▶ **Written exercise**: Rewrite all the data below with every "Result" changed to "Boxes" and nothing else altered. Leave the pictures out of your answer.

▶ **Record set**:
════════════════════

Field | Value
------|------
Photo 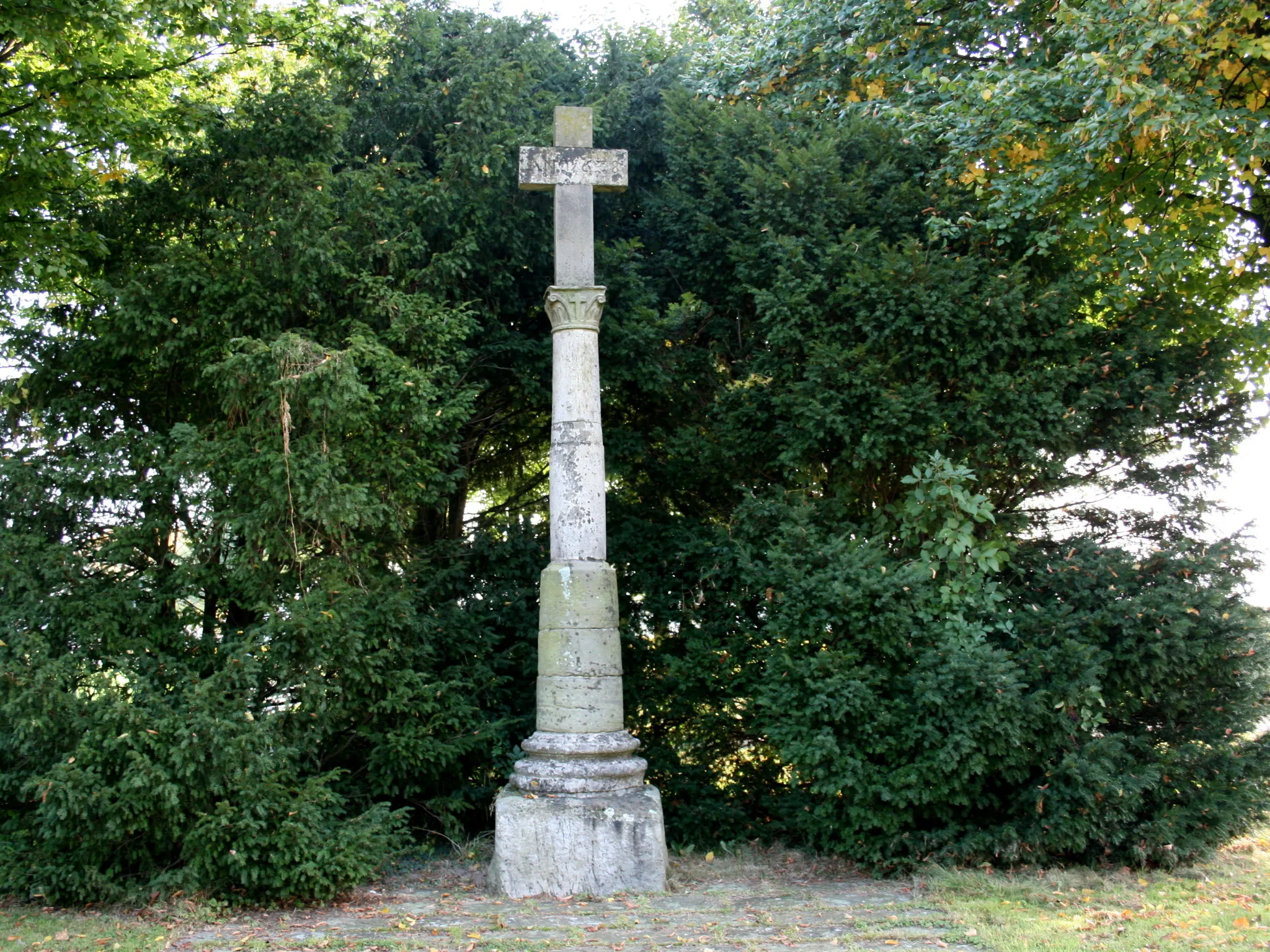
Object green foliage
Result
[0,12,572,901]
[701,0,1270,322]
[606,89,1270,868]
[0,7,1270,901]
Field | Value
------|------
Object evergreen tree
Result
[0,7,1270,901]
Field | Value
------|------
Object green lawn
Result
[0,906,188,952]
[7,829,1270,952]
[923,830,1270,952]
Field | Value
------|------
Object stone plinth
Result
[489,786,665,899]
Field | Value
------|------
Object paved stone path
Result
[178,861,982,952]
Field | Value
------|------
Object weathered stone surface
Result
[520,146,626,192]
[542,286,608,334]
[500,107,665,896]
[489,786,667,897]
[538,560,617,631]
[537,676,623,734]
[510,731,647,793]
[538,628,623,678]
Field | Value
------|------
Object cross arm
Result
[521,146,626,192]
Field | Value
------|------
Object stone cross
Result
[491,107,665,896]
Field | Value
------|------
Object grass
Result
[7,829,1270,952]
[0,906,185,952]
[923,830,1270,952]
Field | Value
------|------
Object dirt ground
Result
[181,849,970,952]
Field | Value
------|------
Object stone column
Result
[491,107,665,896]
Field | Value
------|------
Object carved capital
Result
[544,286,608,334]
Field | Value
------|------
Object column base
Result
[510,731,647,793]
[489,785,667,899]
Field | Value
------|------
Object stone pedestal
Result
[489,107,667,897]
[489,785,665,897]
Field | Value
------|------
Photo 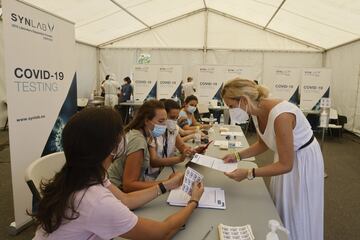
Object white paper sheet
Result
[181,167,204,195]
[221,132,244,137]
[214,140,243,148]
[191,154,237,172]
[167,187,226,209]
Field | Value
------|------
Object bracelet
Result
[235,152,241,161]
[103,177,111,188]
[188,199,199,208]
[156,185,162,196]
[159,183,166,194]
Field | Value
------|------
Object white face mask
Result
[166,119,177,131]
[229,102,249,123]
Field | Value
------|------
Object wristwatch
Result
[247,168,254,180]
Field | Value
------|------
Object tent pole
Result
[326,38,360,51]
[264,0,286,30]
[110,0,151,29]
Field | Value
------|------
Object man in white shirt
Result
[102,73,120,107]
[183,77,196,98]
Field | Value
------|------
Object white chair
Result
[25,152,65,201]
[77,98,89,108]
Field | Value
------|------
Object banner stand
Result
[2,0,77,232]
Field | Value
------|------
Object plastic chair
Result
[328,108,344,136]
[25,152,65,201]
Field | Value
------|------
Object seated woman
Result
[108,100,180,192]
[33,108,204,240]
[180,95,211,130]
[149,99,194,173]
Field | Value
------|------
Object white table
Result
[124,126,288,240]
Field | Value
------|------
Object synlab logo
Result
[11,13,55,33]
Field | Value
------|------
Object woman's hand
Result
[191,182,204,201]
[224,168,248,182]
[183,147,195,156]
[163,172,184,190]
[223,153,237,163]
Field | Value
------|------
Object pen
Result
[201,226,214,240]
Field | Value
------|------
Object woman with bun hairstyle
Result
[221,78,324,240]
[33,108,204,240]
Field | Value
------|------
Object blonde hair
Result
[221,78,269,101]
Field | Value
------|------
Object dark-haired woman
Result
[108,100,178,192]
[180,95,210,130]
[34,108,203,240]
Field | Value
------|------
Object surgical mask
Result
[151,124,166,137]
[186,106,196,114]
[166,119,177,131]
[229,103,249,123]
[111,137,126,160]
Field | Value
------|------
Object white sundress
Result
[253,101,324,240]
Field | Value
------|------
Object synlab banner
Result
[300,68,331,110]
[2,0,76,229]
[133,65,159,102]
[266,67,300,105]
[157,65,182,99]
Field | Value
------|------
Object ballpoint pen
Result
[201,226,214,240]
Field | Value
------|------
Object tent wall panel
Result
[100,49,204,85]
[76,43,98,98]
[0,21,7,129]
[325,41,360,134]
[263,52,323,85]
[100,48,322,94]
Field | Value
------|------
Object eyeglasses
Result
[110,136,126,160]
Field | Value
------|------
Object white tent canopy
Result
[0,0,360,133]
[7,0,360,51]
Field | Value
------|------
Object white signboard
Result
[196,65,224,104]
[157,65,182,99]
[2,0,76,231]
[300,68,331,110]
[266,67,300,105]
[133,65,159,102]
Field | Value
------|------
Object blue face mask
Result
[186,106,196,114]
[151,124,166,137]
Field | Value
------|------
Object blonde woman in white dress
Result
[222,78,324,240]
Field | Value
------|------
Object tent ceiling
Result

════════════════════

▶ **The completed task**:
Field | Value
------|------
Photo 
Object green foliage
Boxes
[0,12,572,901]
[701,0,1270,322]
[606,89,1270,868]
[0,7,1270,901]
Field | Value
------|------
Object evergreen tree
Boxes
[0,7,1270,901]
Field | Value
------|------
Object green lawn
Boxes
[0,906,188,952]
[7,829,1270,952]
[923,830,1270,952]
Field | Value
------|------
Object stone plinth
Boxes
[489,786,665,899]
Field | Value
------|------
Object paved stone path
Boxes
[178,861,982,952]
Field | Value
------|------
Object weathered stone surface
Boxes
[520,146,626,192]
[542,286,608,334]
[500,107,665,896]
[489,786,667,897]
[538,560,617,631]
[537,676,623,734]
[510,731,647,793]
[538,628,623,678]
Field | Value
------|------
Object cross arm
Boxes
[521,146,626,192]
Field | Value
------|------
Object stone cross
Boxes
[491,107,665,896]
Field | Value
------|------
Object grass
Boxes
[7,829,1270,952]
[0,906,185,952]
[923,830,1270,952]
Field | Value
------|------
Object dirt ground
Boxes
[181,849,970,952]
Field | Value
------|------
Object stone column
Boxes
[491,107,665,896]
Field | Value
------|------
Object carved capital
Boxes
[544,286,608,334]
Field | Value
------|------
Object column base
Boxes
[510,731,647,793]
[489,785,667,899]
Field | Value
------|------
Object stone pedestal
Boxes
[489,107,667,897]
[489,785,665,897]
Field | Value
------|------
Photo 
Object white paper sheet
Boxes
[181,167,204,195]
[221,132,244,137]
[214,140,243,148]
[191,154,237,172]
[167,187,226,209]
Field | Value
------|------
Object bracelet
Boxes
[235,152,241,161]
[103,177,111,188]
[188,199,199,208]
[156,185,162,196]
[159,183,166,194]
Field | Value
------|------
Object white face mask
Boxes
[166,119,177,131]
[229,102,249,123]
Field | Value
------|------
Object wristwatch
Boxes
[247,168,254,180]
Field | Value
------|------
Object tent pole
Boxes
[326,38,360,51]
[264,0,286,30]
[110,0,151,29]
Field | Value
------|------
Object man in white shirt
Boxes
[102,73,120,107]
[183,77,196,98]
Field | Value
------|------
Object white chair
Boxes
[25,152,65,201]
[77,98,89,108]
Field | Value
------|------
Object banner stand
Boxes
[2,0,77,232]
Field | Value
------|------
Object plastic chair
Boxes
[328,108,344,136]
[25,152,65,201]
Field | Value
------|------
Object seated woman
Boxes
[108,100,180,192]
[33,108,204,240]
[180,95,211,130]
[149,99,194,173]
Field | Value
------|------
Object white table
Boxes
[124,126,288,240]
Field | Value
------|------
Object synlab logo
Boxes
[11,13,55,33]
Field | Value
------|------
Object woman's hand
Boxes
[191,182,204,201]
[224,168,248,182]
[183,147,195,156]
[163,172,184,190]
[223,153,237,163]
Field | Value
------|------
Object pen
Boxes
[201,226,214,240]
Field | Value
------|------
Object woman with bun hairstyle
Boxes
[221,78,324,240]
[33,108,204,240]
Field | Value
------|------
Object blonde hair
Boxes
[221,78,269,101]
Field | Value
------|------
Object dark-haired woman
Boxes
[108,100,178,192]
[180,95,210,130]
[34,108,203,240]
Field | Value
------|------
Object surgical mask
Boxes
[151,124,166,137]
[186,106,196,114]
[166,119,177,131]
[229,103,249,123]
[111,137,126,160]
Field | Value
------|------
Object white sundress
Boxes
[253,101,324,240]
Field | Value
------|------
Object synlab banner
Boxes
[300,68,331,110]
[2,0,76,229]
[133,65,159,102]
[266,67,300,105]
[157,65,182,99]
Field | Value
------|------
Object ballpoint pen
Boxes
[201,226,214,240]
Field | Value
------|------
Object tent wall panel
Boxes
[100,49,204,85]
[76,43,98,98]
[0,21,7,129]
[325,41,360,134]
[263,52,323,85]
[100,48,322,94]
Field | Value
------|------
Object eyeglasses
Boxes
[110,136,126,160]
Field | Value
------|------
Object white tent canopy
Boxes
[0,0,360,133]
[7,0,360,51]
Field | Value
------|------
Object white signboard
Boxes
[196,65,224,104]
[157,65,182,99]
[2,0,76,231]
[300,68,331,110]
[266,67,300,105]
[133,65,159,102]
Field | Value
------|------
Object blue face mask
Boxes
[186,106,196,114]
[151,124,166,137]
Field | Value
------|------
Object blonde woman in white dress
Boxes
[222,78,324,240]
Field | Value
------|------
Object tent ceiling
Boxes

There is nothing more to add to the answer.